▶ DATA LINES
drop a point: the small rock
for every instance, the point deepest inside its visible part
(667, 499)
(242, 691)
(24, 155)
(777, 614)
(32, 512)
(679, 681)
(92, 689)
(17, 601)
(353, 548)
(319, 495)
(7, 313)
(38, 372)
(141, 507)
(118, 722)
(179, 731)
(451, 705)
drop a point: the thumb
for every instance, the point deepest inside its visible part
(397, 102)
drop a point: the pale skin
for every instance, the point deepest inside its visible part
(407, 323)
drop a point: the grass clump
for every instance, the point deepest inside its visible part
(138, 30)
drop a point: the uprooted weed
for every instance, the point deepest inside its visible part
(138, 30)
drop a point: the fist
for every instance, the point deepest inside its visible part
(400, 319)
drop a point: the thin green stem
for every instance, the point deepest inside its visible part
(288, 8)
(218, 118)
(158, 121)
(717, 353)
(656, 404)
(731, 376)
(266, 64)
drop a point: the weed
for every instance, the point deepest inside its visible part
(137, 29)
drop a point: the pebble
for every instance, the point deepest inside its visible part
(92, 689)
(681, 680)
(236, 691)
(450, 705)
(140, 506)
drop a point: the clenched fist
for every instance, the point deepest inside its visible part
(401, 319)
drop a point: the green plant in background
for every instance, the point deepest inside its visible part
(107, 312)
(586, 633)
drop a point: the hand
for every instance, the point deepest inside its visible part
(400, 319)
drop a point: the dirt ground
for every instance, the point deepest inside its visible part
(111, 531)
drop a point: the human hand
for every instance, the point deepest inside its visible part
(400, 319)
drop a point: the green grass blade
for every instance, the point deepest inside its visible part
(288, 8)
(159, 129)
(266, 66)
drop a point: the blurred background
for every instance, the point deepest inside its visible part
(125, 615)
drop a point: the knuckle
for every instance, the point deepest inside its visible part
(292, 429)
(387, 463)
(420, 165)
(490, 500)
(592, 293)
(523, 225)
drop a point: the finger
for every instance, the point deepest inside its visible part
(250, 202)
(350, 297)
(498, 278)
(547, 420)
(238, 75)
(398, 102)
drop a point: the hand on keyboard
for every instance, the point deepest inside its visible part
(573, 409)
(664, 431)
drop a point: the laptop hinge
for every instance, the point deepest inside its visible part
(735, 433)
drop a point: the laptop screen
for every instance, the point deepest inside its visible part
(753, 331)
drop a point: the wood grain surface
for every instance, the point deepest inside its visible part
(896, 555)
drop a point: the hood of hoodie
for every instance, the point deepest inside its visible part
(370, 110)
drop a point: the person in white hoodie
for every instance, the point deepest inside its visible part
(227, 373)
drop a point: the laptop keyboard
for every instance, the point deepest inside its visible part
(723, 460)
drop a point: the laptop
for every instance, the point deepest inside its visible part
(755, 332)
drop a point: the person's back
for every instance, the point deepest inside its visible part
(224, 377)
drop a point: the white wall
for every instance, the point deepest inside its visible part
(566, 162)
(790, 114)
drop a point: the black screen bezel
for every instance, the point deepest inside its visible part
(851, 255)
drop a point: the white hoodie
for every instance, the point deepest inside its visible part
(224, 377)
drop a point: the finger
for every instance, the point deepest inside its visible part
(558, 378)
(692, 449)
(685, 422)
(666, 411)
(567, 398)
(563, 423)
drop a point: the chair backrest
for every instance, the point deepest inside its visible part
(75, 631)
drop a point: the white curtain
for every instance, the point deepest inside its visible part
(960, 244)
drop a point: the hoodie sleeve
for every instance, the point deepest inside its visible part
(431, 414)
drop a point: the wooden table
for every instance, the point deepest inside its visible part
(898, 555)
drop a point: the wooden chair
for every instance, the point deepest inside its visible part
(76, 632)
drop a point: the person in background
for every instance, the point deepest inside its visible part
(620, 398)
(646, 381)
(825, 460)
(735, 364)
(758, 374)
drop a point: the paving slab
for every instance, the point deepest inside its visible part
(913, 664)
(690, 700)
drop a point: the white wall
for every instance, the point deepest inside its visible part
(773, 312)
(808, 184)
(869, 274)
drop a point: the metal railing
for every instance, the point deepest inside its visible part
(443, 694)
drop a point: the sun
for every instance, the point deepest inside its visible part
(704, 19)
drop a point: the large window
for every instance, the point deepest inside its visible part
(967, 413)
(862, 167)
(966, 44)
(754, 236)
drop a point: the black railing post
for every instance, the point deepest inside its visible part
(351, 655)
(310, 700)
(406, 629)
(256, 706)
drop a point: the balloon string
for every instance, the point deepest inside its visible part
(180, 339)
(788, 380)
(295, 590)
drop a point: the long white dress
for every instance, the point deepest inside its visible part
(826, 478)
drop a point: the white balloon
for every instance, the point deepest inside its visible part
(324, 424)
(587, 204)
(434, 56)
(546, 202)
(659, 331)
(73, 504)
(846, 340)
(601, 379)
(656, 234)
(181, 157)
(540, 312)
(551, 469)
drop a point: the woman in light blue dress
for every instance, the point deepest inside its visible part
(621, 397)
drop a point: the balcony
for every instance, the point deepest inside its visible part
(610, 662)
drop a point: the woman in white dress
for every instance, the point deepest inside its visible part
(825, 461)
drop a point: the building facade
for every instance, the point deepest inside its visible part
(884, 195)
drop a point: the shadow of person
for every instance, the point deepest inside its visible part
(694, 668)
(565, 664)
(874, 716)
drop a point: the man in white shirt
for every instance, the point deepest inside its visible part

▶ WORK TO COMPLETE
Can you set down every one of the items above again, word for word and in the same order?

▶ FINISHED ANSWER
drop a point: the small rock
for every instance, the point deepest inside its visible part
(667, 499)
(242, 691)
(24, 155)
(777, 614)
(32, 512)
(679, 681)
(92, 689)
(17, 601)
(353, 548)
(319, 495)
(7, 313)
(38, 372)
(141, 507)
(118, 722)
(179, 731)
(451, 705)
drop a point: the thumb
for every instance, the point deepest inside its visible part
(397, 102)
drop a point: the pale skin
for every instance, the point deepest inside its visible part
(407, 323)
drop a point: the grass clump
for every instance, the point deepest inside its visible part
(138, 30)
drop a point: the uprooted weed
for every instance, the point deepest inside its visible part
(138, 30)
drop a point: the fist
for every instance, the point deepest inside its visible part
(400, 319)
drop a point: the thin green stem
for every instance, the point deepest inside its visible part
(288, 8)
(218, 118)
(158, 121)
(717, 353)
(656, 404)
(731, 376)
(266, 64)
drop a point: the weed
for every instance, the point deepest inside its visible part
(137, 29)
drop a point: the pebble
for every instance, the point deepest inside its visible part
(92, 689)
(681, 680)
(236, 691)
(450, 705)
(140, 506)
drop a point: the clenched fist
for every instance, the point deepest inside its visible part
(401, 319)
drop a point: the green plant in background
for every instance, the point deepest inside its visible part
(107, 312)
(586, 633)
drop a point: the hand
for every instance, the point deepest inside its visible part
(400, 319)
drop a point: the dirt ground
for every instance, the point deepest inside its visible part
(111, 531)
drop a point: the human hand
for every instance, the point deepest inside its visible part
(400, 319)
drop a point: the green grass blade
for every instance, the point deepest inside its visible part
(288, 8)
(159, 129)
(266, 66)
drop a point: the blurred background
for every instance, the point deepest inside its visible part
(125, 615)
drop a point: the knuckle
for every instance, the point deepest inside its visible part
(292, 429)
(387, 463)
(420, 165)
(490, 500)
(592, 293)
(523, 225)
drop a point: the finger
for every instance, the point deepest inside its visible part
(250, 202)
(350, 297)
(498, 278)
(547, 420)
(238, 75)
(398, 102)
drop a point: the hand on keyboard
for every instance, the point deepest inside its visible part
(573, 409)
(664, 431)
drop a point: the laptop hinge
for every instance, the point deepest inside its visible part
(735, 433)
drop a point: the laptop screen
for every instance, the point deepest inside its visible part
(753, 331)
drop a point: the wood grain surface
for every instance, the point deepest inside its visible part
(896, 555)
drop a point: the hood of hoodie
for every instance, the point deepest inside its visible part
(370, 110)
drop a point: the person in white hoodie
for every instance, the point deepest inside its visible part
(227, 373)
drop a point: the laptop keyboard
for every instance, the point deepest inside its visible part
(723, 460)
drop a point: the laptop
for every instance, the point deepest inside its visible part
(755, 332)
drop a point: the person's back
for every instance, the point deepest inside its visible part
(224, 377)
drop a point: the white wall
for every instance, the point deepest inside its visible part
(566, 162)
(790, 114)
drop a point: the black screen bezel
for every instance, the point deepest inside its visible part
(851, 255)
drop a point: the white hoodie
for every instance, the point deepest inside its visible part
(224, 377)
drop a point: the finger
for every instance, the point deepest inside its visible part
(558, 378)
(692, 449)
(685, 422)
(666, 411)
(567, 398)
(563, 423)
drop a point: the chair backrest
for every instance, the point deepest inside its visible part
(75, 631)
drop a point: the white curtain
for every instance, the point deepest inside its visible part
(960, 244)
drop a point: the hoodie sleeve
for every instance, the point deepest inside its visible part
(431, 414)
drop a point: the wooden table
for every instance, the point deepest inside its visible part
(898, 555)
drop a point: the wooden chair
for every instance, the point deepest inside its visible part
(76, 632)
drop a point: the person in background
for every instance, the point deepest inside its visible part
(620, 398)
(646, 381)
(825, 460)
(735, 364)
(758, 374)
drop a point: the paving slab
for every instance, the point deepest inside its visible part
(913, 664)
(690, 700)
drop a point: the white wall
for every instance, the point deepest inside its visible part
(773, 312)
(808, 184)
(869, 274)
drop a point: the metal railing
for every instance, the point deepest inside its visible part
(443, 694)
drop a point: the sun
for every instance, the point deepest inside its visible part
(704, 19)
drop a point: the large window
for every instance, the point deepest inside its visible part
(967, 413)
(862, 167)
(966, 44)
(754, 236)
drop a point: the black railing post
for every instance, the point deepest inside its visible part
(351, 655)
(310, 700)
(406, 629)
(256, 706)
drop a point: the balloon string
for every instance, the point deepest inside its visible part
(180, 339)
(788, 380)
(295, 590)
drop a point: the long white dress
for every instance, the point deepest inside its visible part
(826, 478)
drop a point: the white balloon
for every instance, the point deepest inside its visible part
(324, 424)
(587, 204)
(434, 56)
(546, 202)
(659, 331)
(73, 504)
(846, 340)
(601, 379)
(656, 234)
(181, 157)
(540, 312)
(551, 469)
drop a point: the woman in light blue dress
for every instance, the point deepest inside its visible part
(621, 397)
drop a point: the balcony
for every instance, the point deepest inside its visible part
(610, 662)
drop a point: the woman in white dress
for every instance, the point deepest inside its visible part
(825, 461)
drop a point: the building facade
for every instance, the point deepest inside its visible part
(884, 195)
drop a point: the shadow of person
for every instance, the point deepest inside its visible part
(694, 668)
(565, 664)
(874, 716)
drop a point: the man in white shirt
for every instance, the point deepest inside its visible part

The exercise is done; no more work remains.